Exercise | Format the data below as a Markdown table with the columns "Row" and "Line". Begin at the line containing "[locate] white tanker", end after the line containing "Target: man in dark jacket", number the rows in order and leave out blank lines.

Records from a collection
- - - -

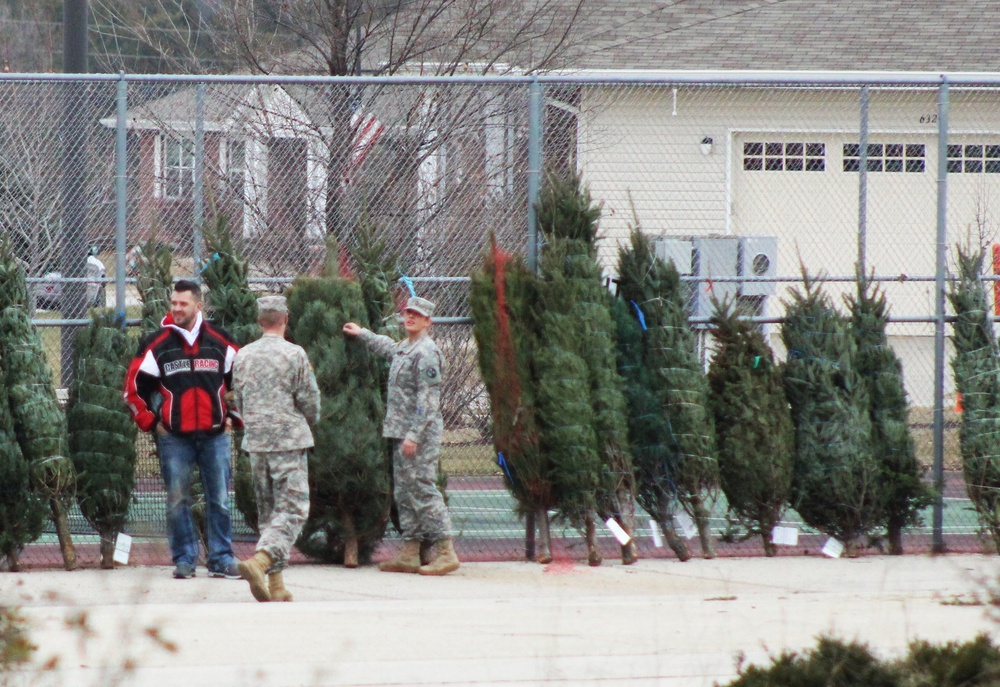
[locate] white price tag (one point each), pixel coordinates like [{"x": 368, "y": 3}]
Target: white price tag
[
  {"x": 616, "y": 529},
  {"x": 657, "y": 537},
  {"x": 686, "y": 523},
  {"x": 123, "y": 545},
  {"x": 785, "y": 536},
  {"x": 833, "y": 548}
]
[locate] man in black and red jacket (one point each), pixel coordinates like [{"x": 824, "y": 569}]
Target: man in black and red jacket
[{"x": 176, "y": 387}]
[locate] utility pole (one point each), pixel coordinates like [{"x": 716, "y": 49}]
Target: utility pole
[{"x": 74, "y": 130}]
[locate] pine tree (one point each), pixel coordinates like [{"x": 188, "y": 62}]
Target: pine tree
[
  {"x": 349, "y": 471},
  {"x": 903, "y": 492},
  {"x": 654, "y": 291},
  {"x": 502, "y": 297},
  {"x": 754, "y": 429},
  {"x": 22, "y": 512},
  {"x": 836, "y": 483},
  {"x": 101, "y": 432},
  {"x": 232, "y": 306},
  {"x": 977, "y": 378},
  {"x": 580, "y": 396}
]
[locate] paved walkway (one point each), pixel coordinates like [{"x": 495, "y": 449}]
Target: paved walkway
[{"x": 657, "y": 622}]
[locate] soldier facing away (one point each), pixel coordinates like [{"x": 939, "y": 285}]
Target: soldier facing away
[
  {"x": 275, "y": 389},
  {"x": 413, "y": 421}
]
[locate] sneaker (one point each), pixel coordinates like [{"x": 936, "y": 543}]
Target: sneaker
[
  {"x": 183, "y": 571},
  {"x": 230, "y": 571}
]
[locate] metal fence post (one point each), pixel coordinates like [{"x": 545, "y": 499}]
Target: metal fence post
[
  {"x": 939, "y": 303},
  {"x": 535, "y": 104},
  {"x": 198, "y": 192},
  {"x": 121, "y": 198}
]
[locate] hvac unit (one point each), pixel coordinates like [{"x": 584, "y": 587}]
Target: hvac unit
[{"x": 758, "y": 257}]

- - - -

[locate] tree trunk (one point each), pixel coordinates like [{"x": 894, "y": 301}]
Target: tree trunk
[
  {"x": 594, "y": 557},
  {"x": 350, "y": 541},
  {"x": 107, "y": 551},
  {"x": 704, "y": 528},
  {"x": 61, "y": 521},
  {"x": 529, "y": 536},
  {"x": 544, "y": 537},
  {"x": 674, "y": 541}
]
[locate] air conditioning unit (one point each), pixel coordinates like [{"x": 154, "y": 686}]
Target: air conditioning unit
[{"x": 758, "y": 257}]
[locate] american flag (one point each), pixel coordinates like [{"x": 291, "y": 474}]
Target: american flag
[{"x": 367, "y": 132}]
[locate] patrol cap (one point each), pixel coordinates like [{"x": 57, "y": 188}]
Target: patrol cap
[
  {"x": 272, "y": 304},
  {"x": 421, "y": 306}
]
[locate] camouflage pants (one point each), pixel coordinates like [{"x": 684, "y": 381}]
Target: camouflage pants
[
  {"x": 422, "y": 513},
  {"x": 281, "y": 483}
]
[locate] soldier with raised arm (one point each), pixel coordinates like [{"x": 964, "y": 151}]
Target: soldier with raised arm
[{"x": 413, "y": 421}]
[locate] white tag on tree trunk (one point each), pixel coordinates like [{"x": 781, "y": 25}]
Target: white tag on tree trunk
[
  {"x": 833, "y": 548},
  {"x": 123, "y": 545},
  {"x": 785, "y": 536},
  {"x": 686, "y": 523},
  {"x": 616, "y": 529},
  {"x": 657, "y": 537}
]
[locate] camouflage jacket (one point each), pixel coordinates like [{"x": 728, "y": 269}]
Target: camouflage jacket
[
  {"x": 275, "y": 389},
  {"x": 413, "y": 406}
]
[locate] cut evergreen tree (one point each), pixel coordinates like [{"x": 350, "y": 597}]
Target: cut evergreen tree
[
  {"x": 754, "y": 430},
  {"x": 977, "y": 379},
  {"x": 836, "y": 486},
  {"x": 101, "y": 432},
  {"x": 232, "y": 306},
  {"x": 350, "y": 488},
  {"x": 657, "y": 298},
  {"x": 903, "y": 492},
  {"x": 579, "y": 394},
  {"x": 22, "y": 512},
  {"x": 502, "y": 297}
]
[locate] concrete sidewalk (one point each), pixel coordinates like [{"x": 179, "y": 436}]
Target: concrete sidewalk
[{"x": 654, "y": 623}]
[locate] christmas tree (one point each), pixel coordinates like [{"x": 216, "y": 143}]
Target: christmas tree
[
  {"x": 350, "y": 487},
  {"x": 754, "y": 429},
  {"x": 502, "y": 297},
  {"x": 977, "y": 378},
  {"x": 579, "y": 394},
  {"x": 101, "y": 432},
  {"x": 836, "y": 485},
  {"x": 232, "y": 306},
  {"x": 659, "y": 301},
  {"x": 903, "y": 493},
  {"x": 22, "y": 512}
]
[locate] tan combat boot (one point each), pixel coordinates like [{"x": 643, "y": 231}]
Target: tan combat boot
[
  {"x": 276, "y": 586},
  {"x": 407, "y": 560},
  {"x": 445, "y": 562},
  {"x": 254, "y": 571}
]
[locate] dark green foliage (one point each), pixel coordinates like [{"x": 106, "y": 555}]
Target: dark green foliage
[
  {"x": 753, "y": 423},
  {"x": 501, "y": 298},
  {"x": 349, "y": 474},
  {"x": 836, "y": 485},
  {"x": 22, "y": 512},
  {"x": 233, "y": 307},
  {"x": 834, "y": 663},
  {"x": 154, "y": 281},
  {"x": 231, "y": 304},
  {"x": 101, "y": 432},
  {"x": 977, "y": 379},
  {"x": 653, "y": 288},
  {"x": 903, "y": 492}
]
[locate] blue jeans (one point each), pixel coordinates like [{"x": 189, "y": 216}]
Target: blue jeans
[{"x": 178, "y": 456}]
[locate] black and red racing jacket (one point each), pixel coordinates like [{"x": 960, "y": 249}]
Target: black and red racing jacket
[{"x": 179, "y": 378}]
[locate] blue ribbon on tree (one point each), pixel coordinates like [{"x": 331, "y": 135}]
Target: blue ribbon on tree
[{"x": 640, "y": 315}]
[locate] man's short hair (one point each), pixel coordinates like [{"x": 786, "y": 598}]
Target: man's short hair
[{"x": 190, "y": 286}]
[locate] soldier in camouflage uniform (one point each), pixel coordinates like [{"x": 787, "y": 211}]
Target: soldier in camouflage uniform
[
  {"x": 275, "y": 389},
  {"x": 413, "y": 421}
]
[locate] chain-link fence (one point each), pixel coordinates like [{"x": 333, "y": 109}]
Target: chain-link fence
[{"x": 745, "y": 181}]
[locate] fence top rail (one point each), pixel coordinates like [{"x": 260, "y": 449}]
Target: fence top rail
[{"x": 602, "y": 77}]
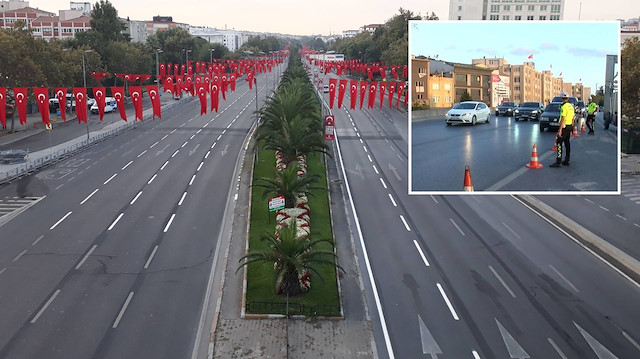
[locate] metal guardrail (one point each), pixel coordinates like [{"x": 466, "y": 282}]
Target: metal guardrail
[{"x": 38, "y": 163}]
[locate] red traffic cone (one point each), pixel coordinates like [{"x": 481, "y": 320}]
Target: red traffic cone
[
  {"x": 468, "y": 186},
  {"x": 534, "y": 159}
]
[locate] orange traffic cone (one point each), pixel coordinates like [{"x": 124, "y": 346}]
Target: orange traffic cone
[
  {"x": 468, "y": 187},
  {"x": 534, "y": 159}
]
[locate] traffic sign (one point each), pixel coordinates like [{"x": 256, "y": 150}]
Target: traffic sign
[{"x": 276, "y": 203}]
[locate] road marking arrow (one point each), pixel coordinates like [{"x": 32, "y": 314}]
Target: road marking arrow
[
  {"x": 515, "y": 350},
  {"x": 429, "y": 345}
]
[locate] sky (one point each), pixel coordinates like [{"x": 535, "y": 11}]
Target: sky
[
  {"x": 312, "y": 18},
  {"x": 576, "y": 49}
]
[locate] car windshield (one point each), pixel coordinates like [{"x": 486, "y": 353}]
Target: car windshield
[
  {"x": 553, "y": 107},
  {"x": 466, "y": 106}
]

- - - -

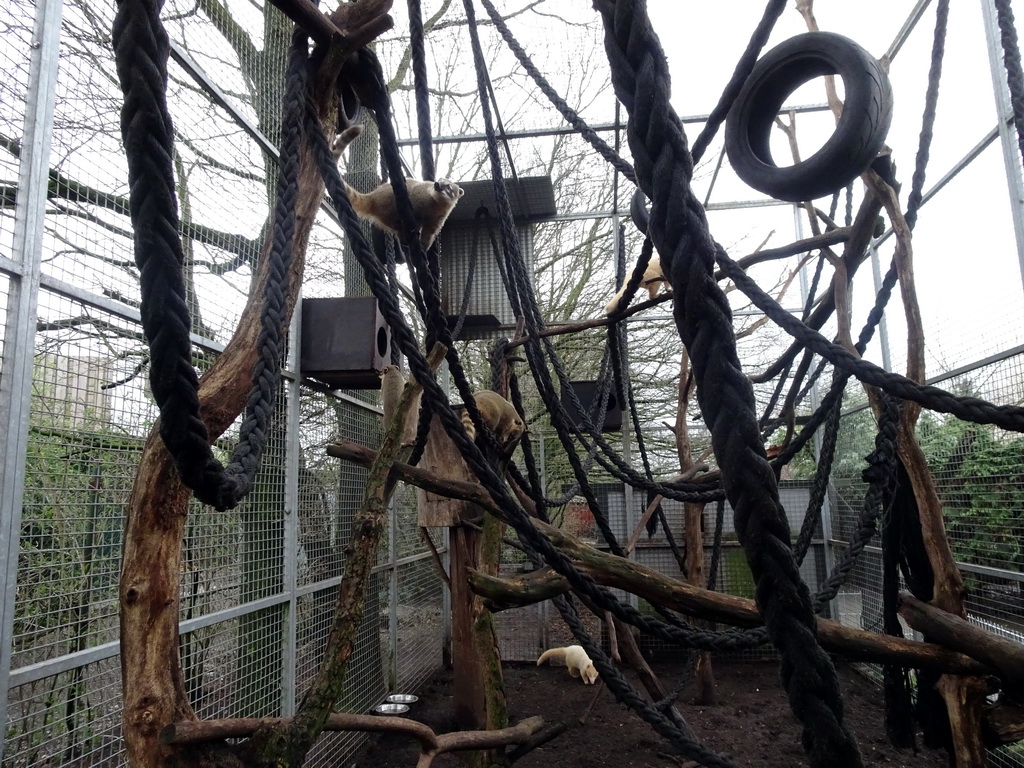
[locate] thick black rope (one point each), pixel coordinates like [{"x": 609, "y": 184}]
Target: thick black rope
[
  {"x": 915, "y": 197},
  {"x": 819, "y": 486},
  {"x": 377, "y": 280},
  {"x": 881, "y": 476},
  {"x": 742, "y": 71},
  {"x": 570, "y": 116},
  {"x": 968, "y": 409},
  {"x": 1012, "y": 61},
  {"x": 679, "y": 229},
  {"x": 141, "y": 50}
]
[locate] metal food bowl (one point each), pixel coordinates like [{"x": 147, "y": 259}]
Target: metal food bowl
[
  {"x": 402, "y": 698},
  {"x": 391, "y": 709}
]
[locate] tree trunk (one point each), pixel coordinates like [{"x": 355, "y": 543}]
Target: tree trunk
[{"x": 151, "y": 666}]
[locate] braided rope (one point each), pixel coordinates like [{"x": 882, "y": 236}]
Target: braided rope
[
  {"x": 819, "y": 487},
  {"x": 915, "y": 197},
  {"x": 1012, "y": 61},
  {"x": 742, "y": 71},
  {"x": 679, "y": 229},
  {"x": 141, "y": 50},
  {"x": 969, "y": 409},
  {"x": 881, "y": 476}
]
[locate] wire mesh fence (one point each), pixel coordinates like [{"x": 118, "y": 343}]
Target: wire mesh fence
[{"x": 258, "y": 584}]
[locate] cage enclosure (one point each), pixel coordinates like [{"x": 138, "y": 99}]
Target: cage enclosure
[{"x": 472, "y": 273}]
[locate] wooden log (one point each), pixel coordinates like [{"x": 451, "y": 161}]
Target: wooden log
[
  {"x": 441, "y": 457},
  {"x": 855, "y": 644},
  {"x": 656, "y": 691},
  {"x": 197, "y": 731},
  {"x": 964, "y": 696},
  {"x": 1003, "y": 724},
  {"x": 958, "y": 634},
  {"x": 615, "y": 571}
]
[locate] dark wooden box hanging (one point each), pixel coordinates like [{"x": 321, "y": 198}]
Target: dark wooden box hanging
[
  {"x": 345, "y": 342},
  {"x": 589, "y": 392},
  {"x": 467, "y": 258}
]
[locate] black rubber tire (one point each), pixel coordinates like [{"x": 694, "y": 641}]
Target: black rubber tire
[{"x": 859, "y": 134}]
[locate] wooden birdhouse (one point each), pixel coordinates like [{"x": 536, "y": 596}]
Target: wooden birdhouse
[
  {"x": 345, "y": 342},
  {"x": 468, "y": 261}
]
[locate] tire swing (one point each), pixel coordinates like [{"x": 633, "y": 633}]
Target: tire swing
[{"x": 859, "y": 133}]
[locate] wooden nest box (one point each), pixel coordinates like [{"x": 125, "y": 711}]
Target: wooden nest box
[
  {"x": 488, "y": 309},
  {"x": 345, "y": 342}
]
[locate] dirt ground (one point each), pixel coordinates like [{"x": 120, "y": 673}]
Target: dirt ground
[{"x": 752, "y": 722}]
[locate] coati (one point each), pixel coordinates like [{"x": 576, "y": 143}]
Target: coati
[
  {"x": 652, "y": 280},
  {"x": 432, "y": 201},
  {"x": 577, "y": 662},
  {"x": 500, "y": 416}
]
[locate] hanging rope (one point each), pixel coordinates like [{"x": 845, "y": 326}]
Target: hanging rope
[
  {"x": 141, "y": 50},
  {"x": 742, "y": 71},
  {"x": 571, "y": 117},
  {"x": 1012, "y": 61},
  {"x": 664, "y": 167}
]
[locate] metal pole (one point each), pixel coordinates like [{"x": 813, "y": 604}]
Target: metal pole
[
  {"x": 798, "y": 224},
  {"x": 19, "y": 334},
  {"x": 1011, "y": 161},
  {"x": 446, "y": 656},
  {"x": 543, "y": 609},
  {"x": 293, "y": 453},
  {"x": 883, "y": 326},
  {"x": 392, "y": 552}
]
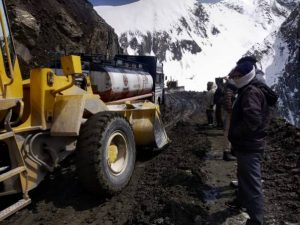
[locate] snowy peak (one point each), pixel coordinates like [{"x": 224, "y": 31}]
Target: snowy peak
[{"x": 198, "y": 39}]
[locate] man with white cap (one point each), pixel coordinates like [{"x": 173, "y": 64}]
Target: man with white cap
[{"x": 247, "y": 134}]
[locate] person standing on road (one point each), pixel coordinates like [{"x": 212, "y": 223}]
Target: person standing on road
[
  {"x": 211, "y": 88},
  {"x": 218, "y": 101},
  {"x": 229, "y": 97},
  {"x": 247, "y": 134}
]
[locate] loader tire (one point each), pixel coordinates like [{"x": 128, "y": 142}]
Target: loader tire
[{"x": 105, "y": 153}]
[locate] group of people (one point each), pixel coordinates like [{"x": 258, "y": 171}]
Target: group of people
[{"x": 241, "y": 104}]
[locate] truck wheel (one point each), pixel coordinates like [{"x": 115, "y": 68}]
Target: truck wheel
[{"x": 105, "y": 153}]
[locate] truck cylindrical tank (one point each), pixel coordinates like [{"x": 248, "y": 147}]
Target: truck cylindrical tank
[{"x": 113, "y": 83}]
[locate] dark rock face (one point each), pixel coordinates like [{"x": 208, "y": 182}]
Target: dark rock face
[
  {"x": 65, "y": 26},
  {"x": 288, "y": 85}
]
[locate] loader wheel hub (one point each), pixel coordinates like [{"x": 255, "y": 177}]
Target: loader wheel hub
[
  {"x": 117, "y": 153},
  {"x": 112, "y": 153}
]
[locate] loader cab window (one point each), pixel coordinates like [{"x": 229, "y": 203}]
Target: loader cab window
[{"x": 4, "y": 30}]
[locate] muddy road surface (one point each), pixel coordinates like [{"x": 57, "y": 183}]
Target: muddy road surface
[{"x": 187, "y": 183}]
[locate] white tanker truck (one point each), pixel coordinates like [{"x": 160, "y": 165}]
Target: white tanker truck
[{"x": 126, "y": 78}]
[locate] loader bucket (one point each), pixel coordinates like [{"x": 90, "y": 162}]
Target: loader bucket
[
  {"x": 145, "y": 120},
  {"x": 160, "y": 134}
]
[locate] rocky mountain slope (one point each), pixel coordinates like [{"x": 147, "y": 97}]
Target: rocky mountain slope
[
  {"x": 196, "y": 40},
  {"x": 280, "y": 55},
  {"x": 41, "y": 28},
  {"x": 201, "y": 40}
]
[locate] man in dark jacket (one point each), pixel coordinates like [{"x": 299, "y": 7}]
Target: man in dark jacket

- - - -

Problem solution |
| Row | Line |
|---|---|
| 1 | [locate] white tanker truck (one point each), pixel coordinates like [{"x": 160, "y": 165}] |
| 2 | Target: white tanker truck |
| 3 | [{"x": 126, "y": 78}] |
| 4 | [locate] loader bucket (one point each), pixel coordinates like [{"x": 90, "y": 162}] |
| 5 | Target: loader bucket |
| 6 | [ |
| 7 |   {"x": 145, "y": 120}, |
| 8 |   {"x": 160, "y": 134} |
| 9 | ] |
| 10 | [locate] rocky mountain slope (one point each), pixel coordinates like [{"x": 147, "y": 97}] |
| 11 | Target: rocky mountain slope |
| 12 | [ |
| 13 |   {"x": 196, "y": 40}, |
| 14 |   {"x": 280, "y": 55}, |
| 15 |   {"x": 41, "y": 28}, |
| 16 |   {"x": 201, "y": 40} |
| 17 | ] |
| 18 | [locate] man in dark jacket (one point each), pixel coordinates like [{"x": 299, "y": 7}] |
| 19 | Target: man in dark jacket |